### Problem A
According to the article on Form 26AS, what is the extended due date for filing income tax returns for the assessment year 2020-21?

November 30 – the extended due date for filing income tax returns for the assessment year 2020-21 (financial year 2019-20) – is just a few weeks away.
Irrespective of whether or not it is pushed ahead once again by the central government and the income tax (I-T) department, it is best to complete the process at the earliest.
But before you start the return filing process, go through Form 26AS to verify the tax deducted from your income. This year, a new format with details on high-value financial transactions came into effect from June 1, 2020.
What information does Form 26AS contain?
Your form 26AS reflects details of taxes deducted on your behalf. For example, tax payable on your salary is deducted by your employer and deposited with the I-T department every month before paying your net salary. Likewise, your bank typically deducts tax on your fixed deposit interest before crediting it your account on maturity.
In addition, the tax collected at source, advance tax or self-assessment tax that you deposit will also be displayed in this statement, apart from any refund from I-T on excess tax paid.
How can I access it and use the information in the form?
You can view and download Form 26AS by logging on to www.incometaxindiaefiling.gov.in. You will need to first register if you haven’t already, with your PAN acting as your user ID. You will then find it under the ‘My account’ tab (see graphic).
Before you embark on your return filing exercise, ensure that the TDS details in your Form 16, for instance, tally with information in 26AS on tax deposited by your employer. “Ordinarily, there will not be any difference. Still, if there is, the person will need to approach the employer who has issued Form 16 to correct it or the TDS return filed by the employer,” says Sandeep Sehgal, Director, Tax and Regulatory, AKM Global. You can also raise a query by using the ‘Tax credit mismatch’ function under ‘My account.’
What are the key changes in the form this assessment year?
For one, it will contain additional personal information such as your Aadhaar, date of birth, mobile number and email ID. “The reporting in Form 26AS, which has been renamed as Annual Information Statement, has been broadened. The ecosystem of online correspondences and tracking between the tax authorities and the taxpayers would become more robust with the inclusion of these details,” says Suresh Surana, Founder, RSM India, a tax consultancy firm.
More importantly, it will also spell out a host of other details related to your high-value financial transactions and tax proceedings – ongoing as well as completed. For example, if you have paid over Rs 1 lakh by cash to clear your credit card bill, it will show up under ‘details of SFT (statement of financial transactions)’ in Part E of Form 26AS. In case you have used electronic or cheque modes to pay the bill, the threshold will be Rs 10 lakh.

### Problem B
Output the lines of the records as a numbered list, beginning with the line containing "Warehouse pick-planner input: mark the chrome" and continuing through the end of the records, omitting blank lines.

### Exercise materials
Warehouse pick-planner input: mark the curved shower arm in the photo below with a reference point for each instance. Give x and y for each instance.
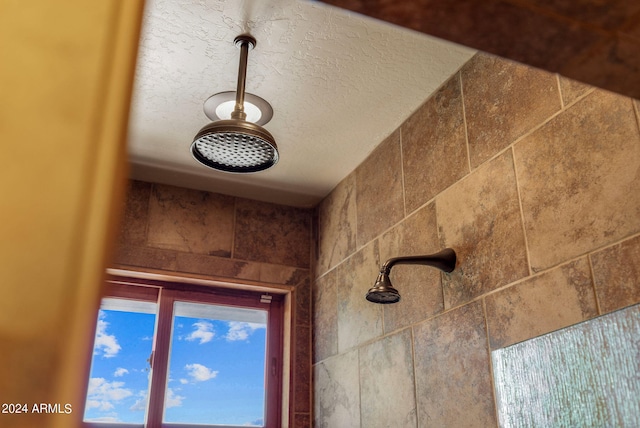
(444, 260)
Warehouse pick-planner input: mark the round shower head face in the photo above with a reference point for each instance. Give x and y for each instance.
(383, 292)
(235, 146)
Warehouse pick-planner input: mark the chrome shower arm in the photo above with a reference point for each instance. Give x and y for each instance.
(444, 260)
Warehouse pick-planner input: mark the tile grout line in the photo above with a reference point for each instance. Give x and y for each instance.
(593, 284)
(415, 378)
(562, 106)
(491, 374)
(466, 131)
(404, 193)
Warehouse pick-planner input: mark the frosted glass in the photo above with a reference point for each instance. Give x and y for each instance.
(584, 375)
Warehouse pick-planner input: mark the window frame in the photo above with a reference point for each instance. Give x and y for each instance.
(165, 293)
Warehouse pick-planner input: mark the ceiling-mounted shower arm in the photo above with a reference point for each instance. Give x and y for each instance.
(444, 260)
(245, 42)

### Expected answer A
November 30.

### Expected answer B
1. Warehouse pick-planner input: mark the chrome shower arm in the photo above with a reference point for each instance. Give x and y for each instance.
2. (444, 260)
3. Warehouse pick-planner input: mark the tile grout line in the photo above with a reference point for each instance. Give x and y for each instance.
4. (593, 284)
5. (415, 378)
6. (562, 106)
7. (491, 374)
8. (466, 131)
9. (404, 193)
10. Warehouse pick-planner input: mark the frosted glass in the photo above with a reference point for each instance. Give x and y for each instance.
11. (584, 375)
12. Warehouse pick-planner input: mark the window frame in the photo above with a reference point for each instance. Give x and y for each instance.
13. (165, 293)
14. Warehouse pick-planner input: mark the ceiling-mounted shower arm in the photo above with a reference point for each instance. Give x and y for each instance.
15. (444, 260)
16. (245, 42)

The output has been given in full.